Exercise details: Take the line that contains "Detect yellow safety vest in this picture." as the first and the last line of the material as the final one; set down exactly the lines in that span.

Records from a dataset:
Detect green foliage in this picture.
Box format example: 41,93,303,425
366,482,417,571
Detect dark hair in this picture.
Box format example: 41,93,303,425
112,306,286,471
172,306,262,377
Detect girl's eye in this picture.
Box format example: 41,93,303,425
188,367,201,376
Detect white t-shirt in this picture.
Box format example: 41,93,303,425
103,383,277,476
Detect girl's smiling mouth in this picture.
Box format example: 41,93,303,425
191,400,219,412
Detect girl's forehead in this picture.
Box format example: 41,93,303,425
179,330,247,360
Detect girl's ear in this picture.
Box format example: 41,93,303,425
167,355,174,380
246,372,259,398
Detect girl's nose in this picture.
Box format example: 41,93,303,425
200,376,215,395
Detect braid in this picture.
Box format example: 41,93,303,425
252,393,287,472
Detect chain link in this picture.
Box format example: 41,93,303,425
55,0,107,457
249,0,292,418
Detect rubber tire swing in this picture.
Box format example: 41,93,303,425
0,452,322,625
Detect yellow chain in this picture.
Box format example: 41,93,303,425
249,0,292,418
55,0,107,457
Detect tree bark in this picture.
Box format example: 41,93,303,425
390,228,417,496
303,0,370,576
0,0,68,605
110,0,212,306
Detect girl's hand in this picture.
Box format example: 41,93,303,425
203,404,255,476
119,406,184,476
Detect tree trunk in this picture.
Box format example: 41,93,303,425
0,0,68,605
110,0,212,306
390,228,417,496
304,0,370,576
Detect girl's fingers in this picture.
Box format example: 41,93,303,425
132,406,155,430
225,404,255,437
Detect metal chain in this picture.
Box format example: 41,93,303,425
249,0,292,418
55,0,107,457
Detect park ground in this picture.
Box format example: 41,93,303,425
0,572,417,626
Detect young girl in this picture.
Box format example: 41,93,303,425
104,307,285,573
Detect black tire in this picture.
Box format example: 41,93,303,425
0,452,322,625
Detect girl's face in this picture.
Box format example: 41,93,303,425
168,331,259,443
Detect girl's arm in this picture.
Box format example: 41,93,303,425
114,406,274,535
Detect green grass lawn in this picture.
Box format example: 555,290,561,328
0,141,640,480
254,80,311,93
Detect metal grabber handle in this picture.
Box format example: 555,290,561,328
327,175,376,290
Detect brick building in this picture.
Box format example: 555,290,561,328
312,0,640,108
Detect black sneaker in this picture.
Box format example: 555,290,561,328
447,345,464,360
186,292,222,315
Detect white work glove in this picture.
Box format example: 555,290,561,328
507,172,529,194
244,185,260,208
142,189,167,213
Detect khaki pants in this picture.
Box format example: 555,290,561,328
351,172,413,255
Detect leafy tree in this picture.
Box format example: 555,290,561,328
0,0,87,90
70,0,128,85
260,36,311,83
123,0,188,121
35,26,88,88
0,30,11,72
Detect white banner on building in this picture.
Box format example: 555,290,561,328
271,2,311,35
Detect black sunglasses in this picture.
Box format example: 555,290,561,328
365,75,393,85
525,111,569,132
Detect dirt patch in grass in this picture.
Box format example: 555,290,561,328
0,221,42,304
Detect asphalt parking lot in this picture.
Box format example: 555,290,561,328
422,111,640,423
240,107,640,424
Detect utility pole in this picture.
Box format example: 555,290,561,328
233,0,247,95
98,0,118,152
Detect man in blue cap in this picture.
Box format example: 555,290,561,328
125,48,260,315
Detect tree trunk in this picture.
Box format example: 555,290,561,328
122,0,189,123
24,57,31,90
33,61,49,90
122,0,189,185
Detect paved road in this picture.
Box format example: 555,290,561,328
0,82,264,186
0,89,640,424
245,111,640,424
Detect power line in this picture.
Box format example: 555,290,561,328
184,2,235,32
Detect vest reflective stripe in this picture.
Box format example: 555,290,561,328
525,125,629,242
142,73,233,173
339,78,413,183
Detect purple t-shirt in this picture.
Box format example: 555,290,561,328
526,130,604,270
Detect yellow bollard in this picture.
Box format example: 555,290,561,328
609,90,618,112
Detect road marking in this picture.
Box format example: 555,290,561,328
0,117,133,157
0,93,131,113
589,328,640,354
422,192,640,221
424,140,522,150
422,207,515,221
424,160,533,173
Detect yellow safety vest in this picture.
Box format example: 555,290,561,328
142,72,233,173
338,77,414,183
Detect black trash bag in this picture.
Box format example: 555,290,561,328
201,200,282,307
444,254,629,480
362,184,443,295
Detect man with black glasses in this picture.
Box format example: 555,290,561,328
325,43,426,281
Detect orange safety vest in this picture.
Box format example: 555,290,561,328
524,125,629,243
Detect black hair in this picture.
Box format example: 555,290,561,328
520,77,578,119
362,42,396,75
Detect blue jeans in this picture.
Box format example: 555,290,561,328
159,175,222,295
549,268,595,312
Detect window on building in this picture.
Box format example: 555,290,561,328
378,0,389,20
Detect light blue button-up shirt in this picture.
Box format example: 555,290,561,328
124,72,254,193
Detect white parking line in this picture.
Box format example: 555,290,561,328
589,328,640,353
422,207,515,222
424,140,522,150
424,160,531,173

Problem solution:
Detect yellow safety vest in this picture.
Box format example: 555,290,561,328
142,72,233,173
338,77,414,183
Detect black trash bag in this picture.
Box format example: 555,290,561,328
201,200,282,307
444,254,629,480
362,184,443,295
Detect man with black glasses in this picture.
Box format example: 555,290,561,328
325,43,426,281
Detect orange safety vest in this picture.
Box format example: 555,290,561,328
524,125,629,243
Detect black hair in this picture.
Box format example: 555,290,561,328
520,77,578,119
362,42,396,75
Detect blue jeans in this picture.
Box format example: 555,290,561,328
159,175,222,295
549,268,595,312
Detect window on building in this picture.
Box format example: 555,290,561,328
378,0,389,20
Detect light blue button-up shirt in this picture.
Box format example: 555,290,561,328
124,72,254,193
Detect white parking line in this picture.
Box format example: 555,290,561,328
589,328,640,353
422,207,515,222
424,140,522,150
424,160,531,173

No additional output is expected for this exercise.